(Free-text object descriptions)
════════

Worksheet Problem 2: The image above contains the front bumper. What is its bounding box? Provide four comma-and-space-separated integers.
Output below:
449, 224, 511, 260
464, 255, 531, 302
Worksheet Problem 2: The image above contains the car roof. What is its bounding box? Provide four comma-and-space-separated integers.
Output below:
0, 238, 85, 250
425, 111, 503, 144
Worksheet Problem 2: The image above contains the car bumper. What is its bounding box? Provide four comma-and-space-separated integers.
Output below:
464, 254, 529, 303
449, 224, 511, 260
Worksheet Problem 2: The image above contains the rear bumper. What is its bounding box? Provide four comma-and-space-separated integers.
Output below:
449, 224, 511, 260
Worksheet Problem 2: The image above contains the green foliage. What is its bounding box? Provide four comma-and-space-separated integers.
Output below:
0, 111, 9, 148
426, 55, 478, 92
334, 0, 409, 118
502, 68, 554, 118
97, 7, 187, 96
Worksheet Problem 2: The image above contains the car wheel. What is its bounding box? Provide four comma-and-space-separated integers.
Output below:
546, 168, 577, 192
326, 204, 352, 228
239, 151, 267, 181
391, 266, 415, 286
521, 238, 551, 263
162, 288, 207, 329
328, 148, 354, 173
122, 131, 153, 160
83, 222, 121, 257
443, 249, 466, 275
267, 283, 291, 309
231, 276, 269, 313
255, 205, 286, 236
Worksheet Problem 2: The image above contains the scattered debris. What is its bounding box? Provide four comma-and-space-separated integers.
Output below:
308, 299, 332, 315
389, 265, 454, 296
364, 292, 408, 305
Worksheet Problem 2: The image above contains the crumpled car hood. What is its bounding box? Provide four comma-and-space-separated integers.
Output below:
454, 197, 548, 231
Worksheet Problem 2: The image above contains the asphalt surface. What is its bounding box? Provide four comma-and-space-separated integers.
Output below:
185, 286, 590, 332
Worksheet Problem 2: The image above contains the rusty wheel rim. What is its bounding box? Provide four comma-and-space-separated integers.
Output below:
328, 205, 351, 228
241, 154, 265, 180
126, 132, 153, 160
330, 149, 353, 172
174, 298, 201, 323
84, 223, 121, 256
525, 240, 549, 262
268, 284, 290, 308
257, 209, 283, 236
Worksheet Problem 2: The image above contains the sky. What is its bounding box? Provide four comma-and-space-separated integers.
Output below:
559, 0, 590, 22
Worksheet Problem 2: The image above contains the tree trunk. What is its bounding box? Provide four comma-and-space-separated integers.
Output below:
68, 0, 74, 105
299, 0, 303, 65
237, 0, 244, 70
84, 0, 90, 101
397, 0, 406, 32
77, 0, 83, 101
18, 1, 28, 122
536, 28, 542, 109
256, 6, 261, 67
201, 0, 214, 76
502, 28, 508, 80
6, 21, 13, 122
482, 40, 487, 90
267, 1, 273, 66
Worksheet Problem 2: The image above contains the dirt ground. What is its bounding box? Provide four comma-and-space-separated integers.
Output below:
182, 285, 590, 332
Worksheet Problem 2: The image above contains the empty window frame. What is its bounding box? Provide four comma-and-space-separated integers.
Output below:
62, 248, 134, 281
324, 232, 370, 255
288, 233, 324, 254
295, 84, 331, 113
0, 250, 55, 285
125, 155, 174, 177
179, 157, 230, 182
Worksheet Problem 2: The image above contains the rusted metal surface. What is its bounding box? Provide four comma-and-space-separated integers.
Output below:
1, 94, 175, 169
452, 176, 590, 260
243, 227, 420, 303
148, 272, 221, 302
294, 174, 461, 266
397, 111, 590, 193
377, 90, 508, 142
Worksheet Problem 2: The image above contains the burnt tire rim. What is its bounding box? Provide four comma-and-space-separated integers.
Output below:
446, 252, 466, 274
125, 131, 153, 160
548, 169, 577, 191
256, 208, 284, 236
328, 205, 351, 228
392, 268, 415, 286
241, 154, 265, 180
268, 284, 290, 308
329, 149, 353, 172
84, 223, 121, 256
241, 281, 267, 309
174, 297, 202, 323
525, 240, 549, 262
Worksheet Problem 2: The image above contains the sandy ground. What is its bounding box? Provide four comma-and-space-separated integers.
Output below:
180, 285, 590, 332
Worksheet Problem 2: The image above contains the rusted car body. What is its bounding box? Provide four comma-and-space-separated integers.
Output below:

════════

■ Problem details ■
Restate the data word for word.

■ Response to this exercise ■
Worksheet Problem 2: The image above contains the front bumper. What is its bounding box? Provide four comma-and-space-separated integers.
Output below:
449, 224, 511, 260
464, 255, 531, 302
Worksheet Problem 2: The image above contains the car roof. What is its bounding box? Provide four comma-and-space-separated integers.
Output below:
0, 238, 85, 250
425, 111, 503, 144
Worksheet Problem 2: The image above contains the car bumper. What is its bounding box? Provide four comma-and-space-separated integers.
Output below:
464, 254, 529, 303
449, 224, 511, 260
Worksheet Problem 2: The image above contains the rear bumper. What is its bounding box? Provide four comma-and-space-separated integers.
Output below:
449, 224, 511, 260
Worksheet Problem 2: The image above contains the green foliage. What is its bounding box? Provide four comma-and-space-separated integers.
Output below:
0, 111, 9, 148
426, 55, 478, 92
334, 0, 409, 118
502, 68, 554, 118
97, 7, 187, 96
Worksheet Problem 2: The image above contains the car wheel. What is its bounding box? Provide four comma-and-space-separated integers.
Output below:
546, 168, 577, 192
326, 204, 352, 228
239, 151, 267, 181
391, 266, 415, 286
521, 238, 551, 263
162, 288, 207, 329
328, 148, 354, 173
122, 131, 153, 160
83, 222, 121, 257
443, 249, 466, 275
267, 283, 291, 309
231, 276, 269, 313
255, 205, 286, 236
Worksheet Problem 2: The image above contains the scattered debris. What is its bounding box? Provide four comma-and-space-separated integers.
Output below:
308, 299, 332, 315
389, 265, 454, 296
364, 292, 408, 305
Worksheet Problem 2: The image above contains the crumpled car hood. What is its bounding box? Provide four comma-and-space-separated integers.
Output below:
454, 197, 548, 231
Worksheet Problem 2: The image above contains the asphalt surface. What is its bounding box? Provide four comma-and-space-separated integers.
Output below:
185, 286, 590, 332
Worksheet Problem 2: The image above contains the rusty wheel rim. What is its bounding box? Provide four comma-and-space-separated integers.
Output below:
328, 205, 351, 228
241, 154, 265, 180
126, 132, 153, 160
330, 149, 353, 172
174, 298, 201, 323
84, 223, 121, 256
525, 240, 549, 262
268, 284, 290, 308
257, 209, 283, 236
Worksheet Problem 2: The image above contains the sky. What is its bounding box? Provide four comma-and-space-separated integers.
Output below:
559, 0, 590, 22
Worksheet Problem 2: The image above contains the tree trunk. What is its bounding box? Provide four comma-and-space-separated integers.
Output below:
68, 0, 74, 105
299, 0, 303, 65
237, 0, 244, 70
84, 0, 90, 101
397, 0, 406, 32
77, 0, 83, 101
18, 1, 28, 122
536, 28, 542, 109
256, 6, 261, 67
201, 0, 214, 76
502, 28, 508, 80
6, 21, 13, 122
482, 40, 487, 90
267, 1, 273, 66
Worksheet Problem 2: The image above contains the dirt ground. What is its bounding box? Provide four comma-and-space-separated integers.
Output below:
182, 285, 590, 332
Worksheet Problem 2: The image above contains the empty window frame. What is its bounding box? Provide four comma-and-space-separated integers.
Output below:
62, 248, 134, 281
324, 232, 370, 255
288, 233, 324, 254
295, 84, 331, 113
0, 250, 55, 285
125, 155, 174, 177
179, 157, 230, 182
Worksheet Problem 2: The image above contains the rusted metal surface. What is its bounding box? Provide four comma-and-space-separated integers.
Output below:
1, 94, 175, 169
452, 176, 590, 260
243, 227, 420, 303
148, 272, 221, 302
294, 174, 461, 266
397, 111, 590, 193
377, 90, 508, 142
Worksheet Problem 2: The image above contains the burnt tire rim. What is its bounding box? Provide four comma-and-space-separated integers.
Output below:
446, 252, 466, 274
125, 131, 153, 160
548, 169, 577, 191
256, 208, 284, 236
328, 205, 351, 228
392, 268, 415, 286
241, 154, 265, 180
268, 284, 290, 308
329, 149, 353, 172
84, 223, 121, 256
241, 281, 267, 309
174, 297, 202, 323
525, 240, 549, 262
Worksheet Problem 2: The image above contains the sandy ground. What is its bounding box? Provide four comma-and-space-separated integers.
Output below:
180, 285, 590, 332
Worksheet Problem 2: The image above contains the rusted car body. What is its bounding box? Provide four comma-and-space-separated integers.
Output below:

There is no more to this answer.